_Records for processing_:

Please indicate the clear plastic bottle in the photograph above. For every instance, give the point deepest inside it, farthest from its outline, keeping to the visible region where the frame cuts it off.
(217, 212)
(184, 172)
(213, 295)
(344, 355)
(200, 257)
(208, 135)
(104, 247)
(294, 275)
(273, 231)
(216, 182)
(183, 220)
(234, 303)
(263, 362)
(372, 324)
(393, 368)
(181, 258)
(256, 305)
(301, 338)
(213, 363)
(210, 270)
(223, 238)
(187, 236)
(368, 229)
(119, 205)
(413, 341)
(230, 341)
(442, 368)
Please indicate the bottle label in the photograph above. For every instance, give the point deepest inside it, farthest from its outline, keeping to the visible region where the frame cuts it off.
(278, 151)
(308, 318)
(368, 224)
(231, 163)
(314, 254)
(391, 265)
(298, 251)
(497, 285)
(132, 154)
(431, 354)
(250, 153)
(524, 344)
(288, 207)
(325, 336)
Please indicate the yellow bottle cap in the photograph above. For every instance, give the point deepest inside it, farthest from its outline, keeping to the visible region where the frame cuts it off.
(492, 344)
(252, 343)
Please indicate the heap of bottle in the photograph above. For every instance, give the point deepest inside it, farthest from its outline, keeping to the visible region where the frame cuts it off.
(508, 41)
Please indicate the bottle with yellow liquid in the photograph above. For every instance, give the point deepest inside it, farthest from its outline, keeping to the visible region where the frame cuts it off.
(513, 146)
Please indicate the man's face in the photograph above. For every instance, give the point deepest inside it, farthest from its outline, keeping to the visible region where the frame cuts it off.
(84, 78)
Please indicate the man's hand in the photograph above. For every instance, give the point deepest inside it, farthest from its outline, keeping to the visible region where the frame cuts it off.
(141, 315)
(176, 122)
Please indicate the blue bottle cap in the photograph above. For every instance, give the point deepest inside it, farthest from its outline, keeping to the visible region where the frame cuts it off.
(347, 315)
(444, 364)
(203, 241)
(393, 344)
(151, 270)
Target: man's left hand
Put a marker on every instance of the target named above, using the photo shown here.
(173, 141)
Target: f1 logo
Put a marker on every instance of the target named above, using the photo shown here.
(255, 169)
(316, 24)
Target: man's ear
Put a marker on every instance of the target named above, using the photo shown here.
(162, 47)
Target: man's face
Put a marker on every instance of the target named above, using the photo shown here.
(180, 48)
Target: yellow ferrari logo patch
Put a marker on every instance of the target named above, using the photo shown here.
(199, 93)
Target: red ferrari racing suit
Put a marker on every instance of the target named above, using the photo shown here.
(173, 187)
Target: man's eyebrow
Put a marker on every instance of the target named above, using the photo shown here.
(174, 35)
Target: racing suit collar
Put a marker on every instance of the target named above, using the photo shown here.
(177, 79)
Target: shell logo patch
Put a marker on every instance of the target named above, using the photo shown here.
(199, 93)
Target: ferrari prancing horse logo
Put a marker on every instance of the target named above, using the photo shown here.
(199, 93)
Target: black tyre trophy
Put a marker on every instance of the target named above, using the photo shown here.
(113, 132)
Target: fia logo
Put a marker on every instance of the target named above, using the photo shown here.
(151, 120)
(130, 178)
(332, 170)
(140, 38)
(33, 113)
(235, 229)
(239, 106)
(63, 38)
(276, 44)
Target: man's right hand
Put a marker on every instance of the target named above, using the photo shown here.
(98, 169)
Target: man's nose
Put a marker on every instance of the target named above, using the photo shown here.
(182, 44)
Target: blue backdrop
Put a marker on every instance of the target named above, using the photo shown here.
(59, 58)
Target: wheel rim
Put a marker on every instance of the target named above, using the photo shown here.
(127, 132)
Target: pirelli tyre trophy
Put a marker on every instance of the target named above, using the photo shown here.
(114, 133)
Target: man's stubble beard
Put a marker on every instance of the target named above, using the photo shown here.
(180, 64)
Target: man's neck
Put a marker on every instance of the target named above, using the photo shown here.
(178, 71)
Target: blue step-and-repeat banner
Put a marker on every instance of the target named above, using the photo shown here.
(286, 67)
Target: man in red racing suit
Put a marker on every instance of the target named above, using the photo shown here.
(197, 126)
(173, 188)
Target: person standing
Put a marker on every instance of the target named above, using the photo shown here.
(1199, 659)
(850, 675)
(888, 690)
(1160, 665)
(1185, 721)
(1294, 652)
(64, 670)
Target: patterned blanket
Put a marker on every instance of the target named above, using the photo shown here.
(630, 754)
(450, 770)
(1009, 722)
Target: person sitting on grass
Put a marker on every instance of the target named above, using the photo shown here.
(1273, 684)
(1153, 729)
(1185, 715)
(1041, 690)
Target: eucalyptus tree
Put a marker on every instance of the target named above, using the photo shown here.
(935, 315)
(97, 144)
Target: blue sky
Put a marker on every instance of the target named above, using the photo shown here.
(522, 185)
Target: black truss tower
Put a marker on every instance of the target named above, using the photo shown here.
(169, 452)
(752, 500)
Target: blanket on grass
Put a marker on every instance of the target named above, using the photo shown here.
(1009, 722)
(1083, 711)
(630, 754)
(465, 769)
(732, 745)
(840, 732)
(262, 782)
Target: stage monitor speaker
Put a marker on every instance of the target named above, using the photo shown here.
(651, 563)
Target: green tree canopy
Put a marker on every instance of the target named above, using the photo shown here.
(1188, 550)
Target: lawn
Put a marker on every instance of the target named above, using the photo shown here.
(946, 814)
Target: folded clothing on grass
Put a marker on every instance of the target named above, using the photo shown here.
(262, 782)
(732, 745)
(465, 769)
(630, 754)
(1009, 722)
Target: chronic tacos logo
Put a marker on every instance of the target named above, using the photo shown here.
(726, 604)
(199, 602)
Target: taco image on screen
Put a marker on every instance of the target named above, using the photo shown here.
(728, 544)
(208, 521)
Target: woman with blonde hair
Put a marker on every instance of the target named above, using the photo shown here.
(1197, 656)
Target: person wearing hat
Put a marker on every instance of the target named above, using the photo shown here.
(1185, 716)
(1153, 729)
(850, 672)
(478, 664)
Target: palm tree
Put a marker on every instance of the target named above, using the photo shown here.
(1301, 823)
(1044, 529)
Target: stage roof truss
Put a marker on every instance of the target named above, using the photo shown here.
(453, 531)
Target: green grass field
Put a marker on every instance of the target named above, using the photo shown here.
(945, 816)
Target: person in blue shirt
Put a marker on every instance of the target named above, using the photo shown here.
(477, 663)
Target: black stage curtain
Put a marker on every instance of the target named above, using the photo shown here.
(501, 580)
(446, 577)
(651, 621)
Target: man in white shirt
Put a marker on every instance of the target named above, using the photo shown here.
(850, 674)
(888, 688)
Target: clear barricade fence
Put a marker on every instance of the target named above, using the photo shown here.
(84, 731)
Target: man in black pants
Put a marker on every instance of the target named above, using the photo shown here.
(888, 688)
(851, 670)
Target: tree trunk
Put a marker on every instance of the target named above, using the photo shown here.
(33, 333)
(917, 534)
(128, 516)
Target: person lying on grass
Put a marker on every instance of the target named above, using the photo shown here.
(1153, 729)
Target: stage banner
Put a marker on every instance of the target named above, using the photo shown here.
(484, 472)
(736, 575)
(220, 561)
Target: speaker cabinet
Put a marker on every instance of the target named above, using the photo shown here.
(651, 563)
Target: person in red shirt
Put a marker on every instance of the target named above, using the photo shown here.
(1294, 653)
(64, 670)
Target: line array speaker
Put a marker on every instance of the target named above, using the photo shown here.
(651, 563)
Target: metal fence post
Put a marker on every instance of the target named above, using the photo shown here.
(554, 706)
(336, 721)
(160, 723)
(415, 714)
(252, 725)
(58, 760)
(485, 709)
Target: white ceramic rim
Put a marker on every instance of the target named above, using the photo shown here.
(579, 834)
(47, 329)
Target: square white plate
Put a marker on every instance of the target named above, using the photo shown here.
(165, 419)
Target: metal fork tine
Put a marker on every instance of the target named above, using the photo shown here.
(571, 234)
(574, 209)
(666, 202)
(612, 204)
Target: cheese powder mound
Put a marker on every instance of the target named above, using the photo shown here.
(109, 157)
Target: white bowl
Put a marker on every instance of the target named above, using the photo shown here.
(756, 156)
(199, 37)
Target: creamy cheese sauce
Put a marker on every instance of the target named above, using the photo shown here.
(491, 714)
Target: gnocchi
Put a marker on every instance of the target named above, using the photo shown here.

_Assignment_: In the listing above, find the line containing "Target: person lying on grass" and the line containing "Target: speaker cabinet", then retype both and every line between them exactly, with nothing else.

_Answer to the problem_:
Target: person lying on grass
Put a marker on every instance of the target named above, using the photo shown here.
(1153, 729)
Target: stage banner
Put a marker on every instance of the target named above, using the photo shown here.
(484, 472)
(736, 575)
(220, 561)
Target: speaker cabinet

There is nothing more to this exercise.